Text to read —
— BEGIN —

The Board has the statutory responsibility to:


  (i)

supervise the management of the business and affairs of the Company;

     
  (ii)

act honestly and in good faith with a view to the best interests of the Company;

     
  (iii)

exercise the care, diligence and skill that reasonable, prudent people would exercise in comparable circumstances; and

     
  (iv)

act in accordance with its obligations contained in the BCBCA and the regulations thereto, the Company's constating documents, the Securities Act of each province and territory of Canada, the federal securities laws of the United States, the rules and regulations of stock exchanges on which is securities are listed, including without limitation the Toronto Stock Exchange and the NYSE-MKT, and other relevant and applicable legislation and regulations.


2.

Independence

The Board has the responsibility to ensure that appropriate structures and procedures are in place to permit the Board to function independently of management.

3.

Strategy Determination

The Board has the responsibility to:

(a)

at least annually, participate with management, in the development of, and ultimately approve, the Company’s strategic plan, taking into account, among other things, the opportunities and risks of the Company’s business;

   
(b)

approve annual capital and operating budgets that support the Company’s ability to meet its strategic objectives;

   
(c)

approve the entering into, or withdrawing from, lines of business that are, or are likely to be, material to the Company;

   
(d)

approve financial and operating objectives used in determining compensation if they are different from the strategic, capital or operating plans referred to above;

   
(e)

— END —

Tasks and exercises —
#1 Please quote the passage on the Board's responsibilities from "exercise the care, diligence" to "legislation and regulations.".
#2 Extend the passage on the Board's responsibilities, starting after the last line it shows.

Dataset extract —
— BEGIN —

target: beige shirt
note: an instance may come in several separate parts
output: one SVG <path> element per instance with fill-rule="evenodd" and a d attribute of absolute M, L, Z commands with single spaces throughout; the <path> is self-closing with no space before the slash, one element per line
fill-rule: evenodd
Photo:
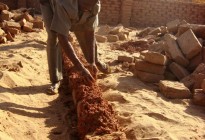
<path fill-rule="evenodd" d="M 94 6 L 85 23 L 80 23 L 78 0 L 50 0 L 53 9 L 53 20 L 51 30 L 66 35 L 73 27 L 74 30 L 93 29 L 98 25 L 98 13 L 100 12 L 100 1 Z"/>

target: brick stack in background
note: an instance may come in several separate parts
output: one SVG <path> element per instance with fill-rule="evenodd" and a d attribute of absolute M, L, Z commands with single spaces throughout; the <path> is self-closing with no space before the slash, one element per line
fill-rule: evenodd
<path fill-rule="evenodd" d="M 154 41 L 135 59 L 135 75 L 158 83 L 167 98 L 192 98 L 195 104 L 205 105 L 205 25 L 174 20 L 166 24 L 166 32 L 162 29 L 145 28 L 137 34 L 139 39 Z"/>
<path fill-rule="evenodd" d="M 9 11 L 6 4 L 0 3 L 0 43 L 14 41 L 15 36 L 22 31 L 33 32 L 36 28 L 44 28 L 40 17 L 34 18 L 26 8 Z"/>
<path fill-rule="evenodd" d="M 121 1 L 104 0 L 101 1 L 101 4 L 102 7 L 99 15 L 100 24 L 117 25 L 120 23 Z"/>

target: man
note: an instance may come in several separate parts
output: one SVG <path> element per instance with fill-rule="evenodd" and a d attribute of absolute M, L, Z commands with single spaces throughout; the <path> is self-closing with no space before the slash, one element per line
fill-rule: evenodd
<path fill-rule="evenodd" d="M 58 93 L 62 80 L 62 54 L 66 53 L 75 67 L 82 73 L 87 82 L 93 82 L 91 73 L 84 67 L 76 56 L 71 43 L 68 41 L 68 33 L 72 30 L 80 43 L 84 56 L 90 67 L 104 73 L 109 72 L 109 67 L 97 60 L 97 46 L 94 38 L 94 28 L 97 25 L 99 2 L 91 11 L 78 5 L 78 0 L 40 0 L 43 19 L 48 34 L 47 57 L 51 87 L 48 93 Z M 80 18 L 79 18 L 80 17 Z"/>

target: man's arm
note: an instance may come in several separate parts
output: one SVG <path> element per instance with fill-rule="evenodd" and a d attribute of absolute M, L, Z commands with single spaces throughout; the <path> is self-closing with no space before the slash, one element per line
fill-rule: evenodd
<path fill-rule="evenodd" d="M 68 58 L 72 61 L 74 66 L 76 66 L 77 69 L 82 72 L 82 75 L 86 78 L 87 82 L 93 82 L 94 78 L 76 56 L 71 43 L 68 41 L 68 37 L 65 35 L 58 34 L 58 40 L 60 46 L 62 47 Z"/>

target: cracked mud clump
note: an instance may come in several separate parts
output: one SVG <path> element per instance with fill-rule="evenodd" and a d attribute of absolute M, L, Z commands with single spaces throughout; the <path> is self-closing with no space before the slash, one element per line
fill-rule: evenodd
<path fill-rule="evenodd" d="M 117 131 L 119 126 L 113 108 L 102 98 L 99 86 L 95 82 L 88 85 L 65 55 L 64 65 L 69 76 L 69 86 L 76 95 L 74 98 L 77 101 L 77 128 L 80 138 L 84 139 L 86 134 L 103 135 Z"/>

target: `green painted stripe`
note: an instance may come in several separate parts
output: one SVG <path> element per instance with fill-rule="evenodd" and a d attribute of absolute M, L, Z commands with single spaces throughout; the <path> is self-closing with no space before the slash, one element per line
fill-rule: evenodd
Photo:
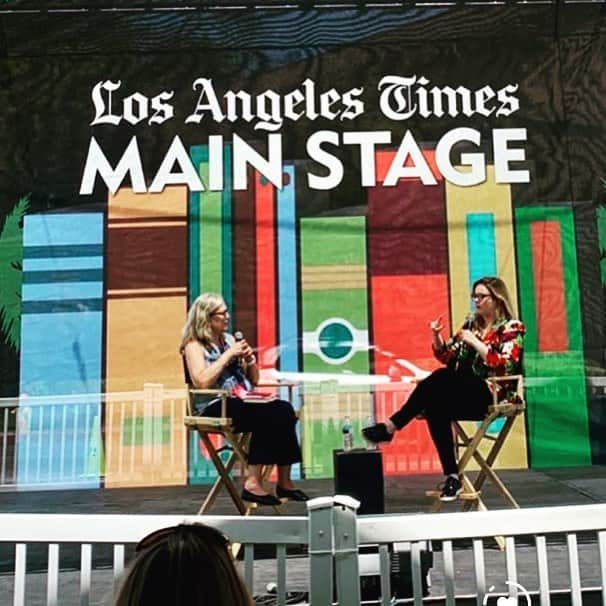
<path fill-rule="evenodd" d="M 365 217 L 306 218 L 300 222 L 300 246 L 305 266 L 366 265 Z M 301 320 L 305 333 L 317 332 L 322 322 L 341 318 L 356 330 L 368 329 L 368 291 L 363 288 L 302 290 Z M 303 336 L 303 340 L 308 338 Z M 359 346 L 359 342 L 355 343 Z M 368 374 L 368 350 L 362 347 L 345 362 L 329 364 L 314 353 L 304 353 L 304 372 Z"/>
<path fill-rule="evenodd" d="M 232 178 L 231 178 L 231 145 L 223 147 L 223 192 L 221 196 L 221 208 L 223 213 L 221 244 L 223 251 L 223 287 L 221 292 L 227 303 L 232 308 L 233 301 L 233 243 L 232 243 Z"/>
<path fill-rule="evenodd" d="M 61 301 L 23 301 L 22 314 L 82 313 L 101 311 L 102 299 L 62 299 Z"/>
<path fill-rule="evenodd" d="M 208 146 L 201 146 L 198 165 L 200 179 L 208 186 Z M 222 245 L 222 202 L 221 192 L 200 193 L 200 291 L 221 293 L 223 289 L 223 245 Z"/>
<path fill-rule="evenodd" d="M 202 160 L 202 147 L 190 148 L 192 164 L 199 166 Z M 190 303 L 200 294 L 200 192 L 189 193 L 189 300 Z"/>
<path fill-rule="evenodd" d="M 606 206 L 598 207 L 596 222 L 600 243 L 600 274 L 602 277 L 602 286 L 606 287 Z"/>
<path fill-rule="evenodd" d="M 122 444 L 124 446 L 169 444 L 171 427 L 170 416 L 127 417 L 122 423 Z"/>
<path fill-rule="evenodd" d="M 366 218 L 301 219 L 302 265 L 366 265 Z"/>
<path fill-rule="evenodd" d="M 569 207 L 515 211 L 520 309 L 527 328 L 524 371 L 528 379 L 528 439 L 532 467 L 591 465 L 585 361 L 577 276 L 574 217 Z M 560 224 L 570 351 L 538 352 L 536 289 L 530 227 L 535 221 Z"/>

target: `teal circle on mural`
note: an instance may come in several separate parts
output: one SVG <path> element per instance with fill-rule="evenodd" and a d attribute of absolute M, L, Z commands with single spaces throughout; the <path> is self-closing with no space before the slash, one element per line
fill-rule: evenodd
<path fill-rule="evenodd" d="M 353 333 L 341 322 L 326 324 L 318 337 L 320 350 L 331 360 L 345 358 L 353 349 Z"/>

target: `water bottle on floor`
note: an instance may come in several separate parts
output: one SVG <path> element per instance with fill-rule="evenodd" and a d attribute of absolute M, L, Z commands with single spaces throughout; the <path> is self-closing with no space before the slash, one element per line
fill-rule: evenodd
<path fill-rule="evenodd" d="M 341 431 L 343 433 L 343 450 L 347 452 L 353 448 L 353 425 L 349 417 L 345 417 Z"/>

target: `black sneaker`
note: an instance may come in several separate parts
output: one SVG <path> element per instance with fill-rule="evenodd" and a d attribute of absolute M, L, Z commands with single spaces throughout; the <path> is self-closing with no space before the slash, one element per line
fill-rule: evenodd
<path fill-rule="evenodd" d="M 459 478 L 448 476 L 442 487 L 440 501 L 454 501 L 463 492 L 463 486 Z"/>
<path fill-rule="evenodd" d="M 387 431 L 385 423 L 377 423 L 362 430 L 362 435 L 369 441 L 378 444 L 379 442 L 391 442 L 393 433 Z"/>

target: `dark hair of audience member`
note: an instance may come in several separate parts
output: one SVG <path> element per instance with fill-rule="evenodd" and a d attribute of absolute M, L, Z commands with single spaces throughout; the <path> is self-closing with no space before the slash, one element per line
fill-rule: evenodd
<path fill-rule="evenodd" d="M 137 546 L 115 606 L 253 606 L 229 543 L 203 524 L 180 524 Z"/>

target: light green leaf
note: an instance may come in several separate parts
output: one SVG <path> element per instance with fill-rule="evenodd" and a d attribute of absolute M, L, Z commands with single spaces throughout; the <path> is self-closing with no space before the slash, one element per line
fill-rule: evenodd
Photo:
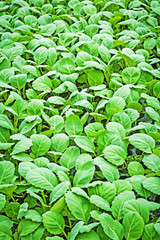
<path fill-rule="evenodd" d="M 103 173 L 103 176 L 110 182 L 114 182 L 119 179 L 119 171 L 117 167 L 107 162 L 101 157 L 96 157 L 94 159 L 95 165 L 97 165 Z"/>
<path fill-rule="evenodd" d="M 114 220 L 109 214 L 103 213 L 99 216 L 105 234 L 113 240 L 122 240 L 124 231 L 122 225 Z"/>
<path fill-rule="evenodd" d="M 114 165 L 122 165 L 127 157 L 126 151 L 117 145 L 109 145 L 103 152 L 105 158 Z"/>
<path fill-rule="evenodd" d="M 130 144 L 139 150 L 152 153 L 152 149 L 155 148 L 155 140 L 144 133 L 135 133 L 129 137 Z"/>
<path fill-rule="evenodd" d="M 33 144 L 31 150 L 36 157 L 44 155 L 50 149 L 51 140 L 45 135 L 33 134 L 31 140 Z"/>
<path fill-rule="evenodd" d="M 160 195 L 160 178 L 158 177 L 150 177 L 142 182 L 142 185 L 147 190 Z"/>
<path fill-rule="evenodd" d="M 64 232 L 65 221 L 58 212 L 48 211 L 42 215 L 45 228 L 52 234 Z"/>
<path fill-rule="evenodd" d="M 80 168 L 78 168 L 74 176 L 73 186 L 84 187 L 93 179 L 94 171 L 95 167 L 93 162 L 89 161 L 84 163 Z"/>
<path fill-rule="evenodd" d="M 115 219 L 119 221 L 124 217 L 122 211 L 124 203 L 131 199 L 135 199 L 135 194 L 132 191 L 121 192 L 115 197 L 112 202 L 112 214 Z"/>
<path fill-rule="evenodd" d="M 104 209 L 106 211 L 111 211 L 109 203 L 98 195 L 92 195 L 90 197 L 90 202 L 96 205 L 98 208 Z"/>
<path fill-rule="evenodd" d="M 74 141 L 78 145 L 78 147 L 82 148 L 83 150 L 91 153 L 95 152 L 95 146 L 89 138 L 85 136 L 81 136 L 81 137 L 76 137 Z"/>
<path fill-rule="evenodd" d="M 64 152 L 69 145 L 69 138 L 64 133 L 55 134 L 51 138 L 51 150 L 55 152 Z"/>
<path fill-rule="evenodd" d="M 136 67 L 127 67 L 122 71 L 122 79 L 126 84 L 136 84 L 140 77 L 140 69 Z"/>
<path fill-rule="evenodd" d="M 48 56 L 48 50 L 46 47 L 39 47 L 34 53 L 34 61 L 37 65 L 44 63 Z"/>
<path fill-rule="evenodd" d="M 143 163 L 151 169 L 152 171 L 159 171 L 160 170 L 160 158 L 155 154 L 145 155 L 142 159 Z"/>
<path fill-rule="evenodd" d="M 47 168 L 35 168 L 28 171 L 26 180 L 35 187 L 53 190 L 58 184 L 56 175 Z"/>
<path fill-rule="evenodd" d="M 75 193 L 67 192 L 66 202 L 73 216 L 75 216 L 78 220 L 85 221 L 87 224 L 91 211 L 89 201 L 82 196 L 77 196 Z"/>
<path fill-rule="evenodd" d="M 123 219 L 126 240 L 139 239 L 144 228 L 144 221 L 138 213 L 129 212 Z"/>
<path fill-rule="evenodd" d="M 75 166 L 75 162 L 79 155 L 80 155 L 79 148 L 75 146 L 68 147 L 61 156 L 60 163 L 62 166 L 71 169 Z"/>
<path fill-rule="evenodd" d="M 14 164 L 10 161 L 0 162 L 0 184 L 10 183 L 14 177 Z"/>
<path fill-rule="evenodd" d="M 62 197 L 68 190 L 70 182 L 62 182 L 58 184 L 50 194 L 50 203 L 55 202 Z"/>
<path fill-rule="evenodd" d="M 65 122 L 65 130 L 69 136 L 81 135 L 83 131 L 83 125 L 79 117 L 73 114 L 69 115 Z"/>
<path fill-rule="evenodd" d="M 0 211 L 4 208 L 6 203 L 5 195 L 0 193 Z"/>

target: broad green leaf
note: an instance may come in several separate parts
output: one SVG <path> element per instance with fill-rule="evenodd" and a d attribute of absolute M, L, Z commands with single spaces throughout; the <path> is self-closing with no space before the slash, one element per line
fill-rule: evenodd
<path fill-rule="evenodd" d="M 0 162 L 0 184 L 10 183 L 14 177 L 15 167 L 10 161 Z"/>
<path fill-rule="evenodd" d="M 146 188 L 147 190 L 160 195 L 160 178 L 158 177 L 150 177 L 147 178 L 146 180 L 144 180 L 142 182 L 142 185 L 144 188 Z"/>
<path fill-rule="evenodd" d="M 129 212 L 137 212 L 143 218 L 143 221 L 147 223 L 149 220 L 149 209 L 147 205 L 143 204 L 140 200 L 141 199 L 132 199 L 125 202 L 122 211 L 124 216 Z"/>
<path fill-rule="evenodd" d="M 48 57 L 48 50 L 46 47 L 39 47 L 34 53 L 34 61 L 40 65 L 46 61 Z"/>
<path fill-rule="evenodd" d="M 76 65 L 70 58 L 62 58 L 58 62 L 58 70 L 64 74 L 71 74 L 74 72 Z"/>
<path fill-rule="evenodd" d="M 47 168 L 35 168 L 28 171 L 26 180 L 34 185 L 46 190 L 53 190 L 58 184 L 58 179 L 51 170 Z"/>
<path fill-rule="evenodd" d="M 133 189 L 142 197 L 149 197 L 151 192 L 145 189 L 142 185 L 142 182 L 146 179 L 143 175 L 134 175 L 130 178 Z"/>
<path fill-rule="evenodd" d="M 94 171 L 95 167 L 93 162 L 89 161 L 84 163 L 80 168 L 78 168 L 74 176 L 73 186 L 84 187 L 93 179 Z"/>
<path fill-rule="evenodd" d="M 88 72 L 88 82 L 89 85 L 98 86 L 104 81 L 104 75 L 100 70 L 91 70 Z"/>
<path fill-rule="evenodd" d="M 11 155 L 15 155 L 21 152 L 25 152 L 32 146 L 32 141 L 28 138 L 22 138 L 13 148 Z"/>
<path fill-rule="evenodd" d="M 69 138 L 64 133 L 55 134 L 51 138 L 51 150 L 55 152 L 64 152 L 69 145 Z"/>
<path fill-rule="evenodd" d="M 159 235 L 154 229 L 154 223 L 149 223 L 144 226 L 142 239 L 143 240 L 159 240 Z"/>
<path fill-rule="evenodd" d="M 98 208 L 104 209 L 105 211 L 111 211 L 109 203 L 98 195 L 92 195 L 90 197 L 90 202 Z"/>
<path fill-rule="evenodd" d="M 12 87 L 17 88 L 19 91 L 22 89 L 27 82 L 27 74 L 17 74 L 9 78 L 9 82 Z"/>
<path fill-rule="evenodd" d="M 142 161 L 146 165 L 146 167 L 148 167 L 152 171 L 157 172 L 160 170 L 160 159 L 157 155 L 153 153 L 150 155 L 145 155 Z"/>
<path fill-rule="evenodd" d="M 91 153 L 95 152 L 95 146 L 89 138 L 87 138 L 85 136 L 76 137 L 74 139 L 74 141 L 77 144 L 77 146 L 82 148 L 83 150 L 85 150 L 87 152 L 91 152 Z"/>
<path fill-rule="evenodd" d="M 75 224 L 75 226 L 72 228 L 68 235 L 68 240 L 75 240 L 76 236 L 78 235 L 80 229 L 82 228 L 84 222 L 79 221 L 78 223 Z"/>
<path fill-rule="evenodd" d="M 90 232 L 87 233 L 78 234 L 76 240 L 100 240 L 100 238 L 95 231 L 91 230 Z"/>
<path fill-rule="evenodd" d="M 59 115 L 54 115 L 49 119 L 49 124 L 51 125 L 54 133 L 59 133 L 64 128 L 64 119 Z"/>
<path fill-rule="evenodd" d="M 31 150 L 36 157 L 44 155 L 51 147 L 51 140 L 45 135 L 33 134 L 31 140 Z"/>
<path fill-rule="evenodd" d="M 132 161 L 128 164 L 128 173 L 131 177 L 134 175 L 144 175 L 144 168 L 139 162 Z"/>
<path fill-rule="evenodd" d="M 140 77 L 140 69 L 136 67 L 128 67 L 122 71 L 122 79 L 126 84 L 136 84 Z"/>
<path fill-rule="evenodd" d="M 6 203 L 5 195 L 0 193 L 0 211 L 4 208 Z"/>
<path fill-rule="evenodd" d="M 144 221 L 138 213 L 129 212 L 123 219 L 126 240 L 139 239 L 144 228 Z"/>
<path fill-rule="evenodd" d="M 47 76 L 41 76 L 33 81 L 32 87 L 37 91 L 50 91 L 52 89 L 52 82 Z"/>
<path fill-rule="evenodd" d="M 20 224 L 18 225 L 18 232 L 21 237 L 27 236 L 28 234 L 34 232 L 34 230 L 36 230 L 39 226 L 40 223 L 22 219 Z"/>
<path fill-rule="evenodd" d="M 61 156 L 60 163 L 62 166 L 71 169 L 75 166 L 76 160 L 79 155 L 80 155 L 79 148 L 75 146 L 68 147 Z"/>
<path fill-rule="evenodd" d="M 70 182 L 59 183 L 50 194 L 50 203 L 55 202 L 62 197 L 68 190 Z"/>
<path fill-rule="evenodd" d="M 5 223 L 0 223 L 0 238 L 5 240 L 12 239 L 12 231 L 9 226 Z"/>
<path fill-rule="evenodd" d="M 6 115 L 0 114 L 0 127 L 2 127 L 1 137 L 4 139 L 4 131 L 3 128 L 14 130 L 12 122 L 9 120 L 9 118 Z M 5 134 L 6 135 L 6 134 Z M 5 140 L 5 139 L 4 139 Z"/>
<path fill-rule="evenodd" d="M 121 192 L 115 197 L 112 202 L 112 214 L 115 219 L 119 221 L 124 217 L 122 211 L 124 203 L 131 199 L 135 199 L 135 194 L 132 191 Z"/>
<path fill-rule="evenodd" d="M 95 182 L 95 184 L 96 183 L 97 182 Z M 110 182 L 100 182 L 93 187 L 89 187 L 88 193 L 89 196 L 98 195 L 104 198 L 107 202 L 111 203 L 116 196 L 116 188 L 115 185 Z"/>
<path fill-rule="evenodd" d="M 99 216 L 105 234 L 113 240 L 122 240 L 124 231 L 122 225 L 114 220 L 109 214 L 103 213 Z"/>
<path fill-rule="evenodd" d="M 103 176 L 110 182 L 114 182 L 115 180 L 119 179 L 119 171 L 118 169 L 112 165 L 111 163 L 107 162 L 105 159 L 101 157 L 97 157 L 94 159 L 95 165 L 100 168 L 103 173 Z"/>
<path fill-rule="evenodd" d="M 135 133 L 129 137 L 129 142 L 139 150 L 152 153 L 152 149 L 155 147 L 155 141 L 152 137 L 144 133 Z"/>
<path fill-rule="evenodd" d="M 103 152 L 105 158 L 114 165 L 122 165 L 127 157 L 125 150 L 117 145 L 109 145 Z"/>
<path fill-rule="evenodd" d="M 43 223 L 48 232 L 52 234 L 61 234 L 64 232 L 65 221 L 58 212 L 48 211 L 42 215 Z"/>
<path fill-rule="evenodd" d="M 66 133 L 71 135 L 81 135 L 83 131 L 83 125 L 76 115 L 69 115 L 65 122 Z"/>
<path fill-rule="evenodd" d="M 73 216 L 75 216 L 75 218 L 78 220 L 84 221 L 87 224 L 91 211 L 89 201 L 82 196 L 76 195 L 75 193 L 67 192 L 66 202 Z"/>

— END —

Answers to the tasks —
#1
exercise the care, diligence and skill that reasonable, prudent people would exercise in comparable circumstances; and

     
  (iv)

act in accordance with its obligations contained in the BCBCA and the regulations thereto, the Company's constating documents, the Securities Act of each province and territory of Canada, the federal securities laws of the United States, the rules and regulations of stock exchanges on which is securities are listed, including without limitation the Toronto Stock Exchange and the NYSE-MKT, and other relevant and applicable legislation and regulations.

#2
approve material divestitures and acquisitions;

   
(f)

monitor the Company's progress towards its strategic objectives, and revise and alter its direction through management in light of changing circumstances;

   
(g)

conduct periodic reviews of human, technological and capital resources required to implement the Company’s strategy and the regulatory, cultural or governmental constraints on the business; and

   
(h)

review, at every regularly scheduled Board meeting if feasible, recent developments that may affect the Company’s strategy, and advise management on emerging trends and issues.

   
4.

Financial and Corporate Issues

The Board has the responsibility:

(a)

to take reasonable steps to ensure the integrity and effectiveness of the Company's internal control and management information systems, including the evaluation and assessment of information provided by management and others (e.g., internal and external auditors) about the integrity and effectiveness of the Company’s internal control and management information systems;

   
(b)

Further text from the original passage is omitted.